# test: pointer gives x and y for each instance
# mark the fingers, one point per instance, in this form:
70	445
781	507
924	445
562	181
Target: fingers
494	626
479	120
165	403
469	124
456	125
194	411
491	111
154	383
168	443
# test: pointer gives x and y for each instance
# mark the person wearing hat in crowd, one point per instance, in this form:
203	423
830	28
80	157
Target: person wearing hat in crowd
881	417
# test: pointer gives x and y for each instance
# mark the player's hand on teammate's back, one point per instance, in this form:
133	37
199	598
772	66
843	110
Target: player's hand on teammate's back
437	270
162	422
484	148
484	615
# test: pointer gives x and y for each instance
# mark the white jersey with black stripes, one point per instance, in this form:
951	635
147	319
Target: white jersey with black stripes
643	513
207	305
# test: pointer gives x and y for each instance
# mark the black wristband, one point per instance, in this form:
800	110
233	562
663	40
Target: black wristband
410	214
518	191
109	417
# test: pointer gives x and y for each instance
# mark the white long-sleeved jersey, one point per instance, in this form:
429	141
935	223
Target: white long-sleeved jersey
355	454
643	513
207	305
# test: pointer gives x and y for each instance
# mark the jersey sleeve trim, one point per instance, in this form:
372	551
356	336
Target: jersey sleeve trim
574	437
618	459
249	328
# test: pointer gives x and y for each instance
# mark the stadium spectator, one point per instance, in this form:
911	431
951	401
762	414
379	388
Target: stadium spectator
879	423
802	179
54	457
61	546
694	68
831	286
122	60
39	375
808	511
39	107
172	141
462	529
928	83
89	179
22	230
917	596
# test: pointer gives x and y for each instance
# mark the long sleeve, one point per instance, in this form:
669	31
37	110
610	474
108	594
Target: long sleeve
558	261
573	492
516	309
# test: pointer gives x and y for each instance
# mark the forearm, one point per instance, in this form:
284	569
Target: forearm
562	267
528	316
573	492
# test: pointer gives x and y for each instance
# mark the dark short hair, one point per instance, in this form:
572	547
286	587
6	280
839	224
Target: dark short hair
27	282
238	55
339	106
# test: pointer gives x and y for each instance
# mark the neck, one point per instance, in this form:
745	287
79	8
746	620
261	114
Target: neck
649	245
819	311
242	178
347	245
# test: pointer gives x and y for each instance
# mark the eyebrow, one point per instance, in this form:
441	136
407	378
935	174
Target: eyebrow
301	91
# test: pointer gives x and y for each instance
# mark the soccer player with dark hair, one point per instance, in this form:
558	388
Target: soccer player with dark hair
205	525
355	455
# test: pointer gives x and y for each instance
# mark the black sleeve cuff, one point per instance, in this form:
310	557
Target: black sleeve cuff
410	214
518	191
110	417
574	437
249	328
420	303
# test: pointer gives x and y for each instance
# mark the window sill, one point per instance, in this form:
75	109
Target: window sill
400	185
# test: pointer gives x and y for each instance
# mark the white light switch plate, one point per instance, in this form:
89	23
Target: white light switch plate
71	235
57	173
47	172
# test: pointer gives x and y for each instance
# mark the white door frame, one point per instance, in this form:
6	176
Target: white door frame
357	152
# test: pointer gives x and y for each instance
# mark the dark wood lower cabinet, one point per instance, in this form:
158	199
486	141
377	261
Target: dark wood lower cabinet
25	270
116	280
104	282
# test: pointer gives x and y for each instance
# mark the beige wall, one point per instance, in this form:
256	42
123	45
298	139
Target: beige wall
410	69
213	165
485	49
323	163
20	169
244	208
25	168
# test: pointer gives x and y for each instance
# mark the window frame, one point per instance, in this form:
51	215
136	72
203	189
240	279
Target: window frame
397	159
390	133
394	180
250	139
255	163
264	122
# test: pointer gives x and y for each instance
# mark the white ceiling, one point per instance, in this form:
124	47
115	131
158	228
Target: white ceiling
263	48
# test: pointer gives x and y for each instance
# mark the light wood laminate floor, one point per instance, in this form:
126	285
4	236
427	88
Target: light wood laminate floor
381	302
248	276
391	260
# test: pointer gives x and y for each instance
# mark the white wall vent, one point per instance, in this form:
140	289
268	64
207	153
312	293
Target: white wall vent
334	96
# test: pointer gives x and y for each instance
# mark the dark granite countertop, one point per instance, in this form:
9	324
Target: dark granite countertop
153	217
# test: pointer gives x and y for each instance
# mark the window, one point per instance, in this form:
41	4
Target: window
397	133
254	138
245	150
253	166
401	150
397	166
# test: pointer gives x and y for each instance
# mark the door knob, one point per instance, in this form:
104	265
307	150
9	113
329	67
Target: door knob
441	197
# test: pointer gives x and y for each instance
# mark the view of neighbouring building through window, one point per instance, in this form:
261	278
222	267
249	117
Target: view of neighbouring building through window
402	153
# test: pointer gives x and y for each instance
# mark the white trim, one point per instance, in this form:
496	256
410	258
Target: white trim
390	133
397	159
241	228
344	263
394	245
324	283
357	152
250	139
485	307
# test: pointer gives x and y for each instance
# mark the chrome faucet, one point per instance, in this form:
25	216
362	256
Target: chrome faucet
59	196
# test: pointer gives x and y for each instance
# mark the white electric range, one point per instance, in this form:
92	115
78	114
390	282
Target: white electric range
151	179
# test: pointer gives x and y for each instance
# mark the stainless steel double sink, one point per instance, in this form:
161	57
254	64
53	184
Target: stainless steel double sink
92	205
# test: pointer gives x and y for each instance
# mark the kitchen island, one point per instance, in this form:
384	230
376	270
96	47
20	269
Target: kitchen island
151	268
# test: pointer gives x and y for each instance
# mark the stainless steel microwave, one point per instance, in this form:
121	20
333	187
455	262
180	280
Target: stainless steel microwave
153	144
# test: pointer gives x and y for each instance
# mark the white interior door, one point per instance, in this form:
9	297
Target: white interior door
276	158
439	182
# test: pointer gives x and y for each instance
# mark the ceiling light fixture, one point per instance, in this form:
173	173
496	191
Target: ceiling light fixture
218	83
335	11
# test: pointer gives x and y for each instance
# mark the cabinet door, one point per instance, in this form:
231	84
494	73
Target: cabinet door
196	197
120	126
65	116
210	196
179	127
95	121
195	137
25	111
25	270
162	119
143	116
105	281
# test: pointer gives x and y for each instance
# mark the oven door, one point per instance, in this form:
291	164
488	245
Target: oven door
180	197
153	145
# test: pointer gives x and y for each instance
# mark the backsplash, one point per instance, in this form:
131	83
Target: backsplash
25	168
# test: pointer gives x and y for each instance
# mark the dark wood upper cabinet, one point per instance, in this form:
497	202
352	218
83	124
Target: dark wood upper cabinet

┄┄┄┄┄┄┄┄┄┄┄┄┄┄┄┄┄┄┄┄

◆ What is being asked ◆
List each line of the records that contains the word "fixture", matching case.

◆ Answer to this exercise ◆
# mark the ceiling light fixture, one point per instance, in this form:
Target: ceiling light fixture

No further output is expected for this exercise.